> [EXERCISE BRIEF]:
Write out every entry below exactly as it appears. Pictures do not belong in the copy.

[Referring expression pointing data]
§ §

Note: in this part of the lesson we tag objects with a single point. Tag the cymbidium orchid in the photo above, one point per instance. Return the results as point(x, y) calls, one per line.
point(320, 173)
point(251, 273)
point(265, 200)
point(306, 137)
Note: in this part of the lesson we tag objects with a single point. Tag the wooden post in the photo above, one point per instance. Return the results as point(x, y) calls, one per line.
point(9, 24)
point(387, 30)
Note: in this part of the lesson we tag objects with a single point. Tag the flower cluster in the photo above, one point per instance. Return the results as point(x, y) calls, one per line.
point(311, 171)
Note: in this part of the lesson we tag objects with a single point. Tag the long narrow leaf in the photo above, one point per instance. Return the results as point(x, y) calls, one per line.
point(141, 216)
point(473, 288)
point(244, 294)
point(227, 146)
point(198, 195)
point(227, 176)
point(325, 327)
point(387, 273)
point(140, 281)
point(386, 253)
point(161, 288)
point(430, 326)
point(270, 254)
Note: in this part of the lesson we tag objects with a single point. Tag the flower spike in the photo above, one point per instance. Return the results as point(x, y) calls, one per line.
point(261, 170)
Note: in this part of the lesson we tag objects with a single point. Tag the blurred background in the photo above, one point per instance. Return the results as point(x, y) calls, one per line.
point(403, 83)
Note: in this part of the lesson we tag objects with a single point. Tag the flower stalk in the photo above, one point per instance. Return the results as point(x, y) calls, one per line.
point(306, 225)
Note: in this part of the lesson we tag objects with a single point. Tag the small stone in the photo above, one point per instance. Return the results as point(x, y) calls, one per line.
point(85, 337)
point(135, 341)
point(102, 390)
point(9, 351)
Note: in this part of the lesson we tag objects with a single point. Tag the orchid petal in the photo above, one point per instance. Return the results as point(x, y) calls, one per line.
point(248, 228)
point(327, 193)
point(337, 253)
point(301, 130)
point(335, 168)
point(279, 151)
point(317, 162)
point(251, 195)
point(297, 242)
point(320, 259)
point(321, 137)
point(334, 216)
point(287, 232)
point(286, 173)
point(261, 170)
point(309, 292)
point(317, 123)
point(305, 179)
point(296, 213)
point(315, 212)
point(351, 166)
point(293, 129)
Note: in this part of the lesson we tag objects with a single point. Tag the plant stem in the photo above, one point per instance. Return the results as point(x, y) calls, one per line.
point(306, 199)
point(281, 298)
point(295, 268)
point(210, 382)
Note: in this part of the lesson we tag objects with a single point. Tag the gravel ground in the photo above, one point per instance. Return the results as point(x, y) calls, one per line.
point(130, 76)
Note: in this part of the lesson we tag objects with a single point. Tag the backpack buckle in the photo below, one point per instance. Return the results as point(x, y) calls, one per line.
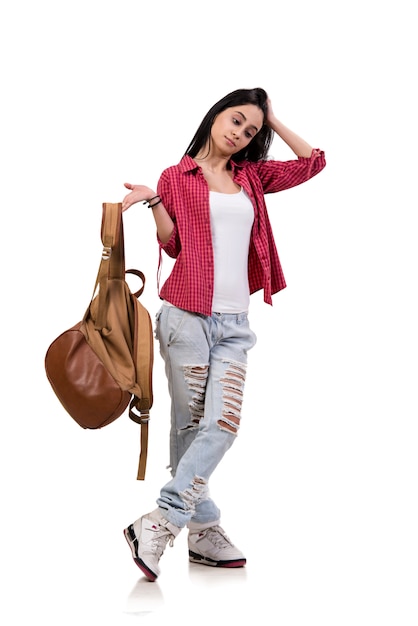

§ §

> [EXERCISE RESPONSE]:
Note: in this part of the lesson we tag objects with a single point. Tag the cymbidium orchid in the photo above, one point per instance. Return the results as point(x, y) calls, one per line.
point(320, 173)
point(251, 273)
point(265, 200)
point(306, 137)
Note: in this part of the lesson we tag objects with a single point. Tag the wooden post in the photo above, one point per instance. Return the results as point(x, y) calls, one per line.
point(9, 24)
point(387, 30)
Note: in this part of the lesson we tag objects with a single point. Tag the flower cluster in the photo above, one point per instance. Return the results as point(x, y) calls, one per line.
point(311, 171)
Note: in this part of the lesson we tag objects with a single point. Tag the long narrow leaf in the photo above, one point per instance. Return the results as point(x, y) calls, one per line.
point(141, 216)
point(473, 288)
point(244, 294)
point(227, 146)
point(198, 195)
point(227, 176)
point(325, 327)
point(387, 273)
point(140, 281)
point(386, 253)
point(161, 288)
point(430, 326)
point(270, 254)
Note: in this part of the lesson we tag objects with a single point. Tag the flower spike in the photo above, one point per instance. Return the results as point(x, y) calls, one per line.
point(261, 170)
Note: in this part of the lesson we tag objects with a single point. Tag the blurred background in the photo above, one point per instance. Return the results as point(x, y) calls, one per line.
point(403, 83)
Note: in this part of the lesson we tag objects with a single point. Tag the flower stalk in the photo above, one point per instance. Return the results as point(x, y) calls, one per line.
point(306, 225)
Note: in this part of the lesson we tag objects with a single point. Tag the small stone in the photo above, one point per instance. Return the results as point(x, y) calls, one per line.
point(85, 337)
point(135, 341)
point(102, 390)
point(9, 351)
Note: in this part of the lesson we tag objects with a single point. Tag the orchid petal in the photo above, one point per instance. Return the results as point(x, y) calls, one per line.
point(248, 228)
point(327, 193)
point(337, 253)
point(301, 130)
point(335, 168)
point(279, 151)
point(317, 162)
point(251, 195)
point(297, 242)
point(320, 259)
point(321, 137)
point(334, 216)
point(287, 232)
point(286, 173)
point(261, 170)
point(309, 292)
point(317, 123)
point(305, 179)
point(296, 213)
point(315, 212)
point(351, 166)
point(293, 129)
Note: in this part of the lesson we tag objects with a single point. Tag the plant stem in the photo above, one point per instance. Return the results as point(x, y) calls, one per line.
point(306, 199)
point(281, 298)
point(295, 268)
point(210, 382)
Note: in this part of the lesson we tag objects with a single point. Tag the gravel ground in the photo above, one point per instance. Return the results as point(x, y) calls, one per line.
point(130, 76)
Note: in this part of the lesson we tag objects with a single point. Tag the backpack buckle in the photo below, one point per instance. Return the results as point(x, y) calls, one per line.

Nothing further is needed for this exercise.